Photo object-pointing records
━━━━━━

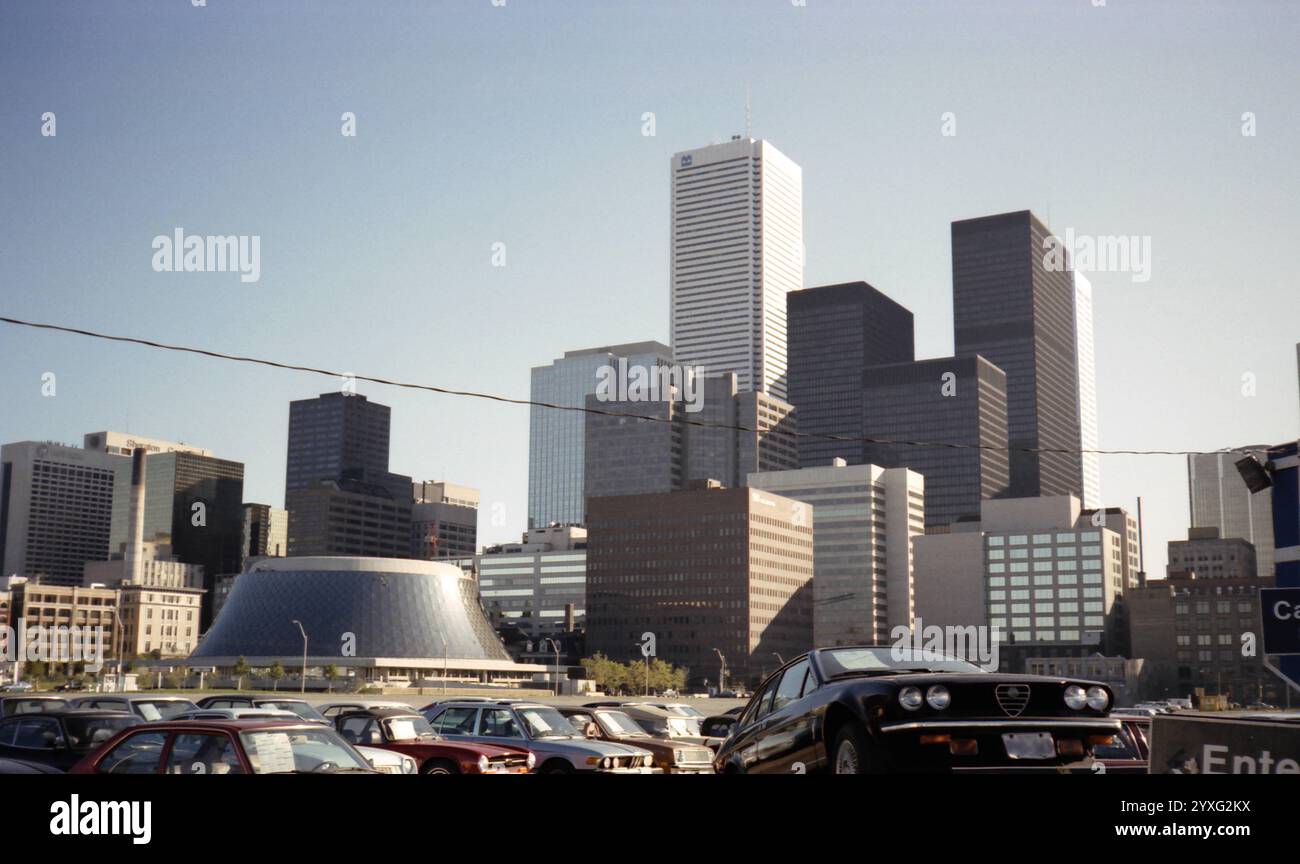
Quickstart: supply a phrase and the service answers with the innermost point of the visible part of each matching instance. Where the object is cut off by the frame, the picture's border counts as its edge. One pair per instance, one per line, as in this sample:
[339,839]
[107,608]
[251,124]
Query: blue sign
[1281,612]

━━━━━━

Direction
Please convert the lines above into a numbered list, skipping any blank lines. Leave the pictures out.

Response to this exercise
1. Quickstart: supply a phrase and the service answers with the innermost point of the visible part of each matching instance. Where the object is cut off by the frame, the picture's border counts as its edge. One pair per instance, one per line, as in this sample:
2. [339,839]
3. [107,608]
4. [251,124]
5. Query: blue sign
6. [1281,612]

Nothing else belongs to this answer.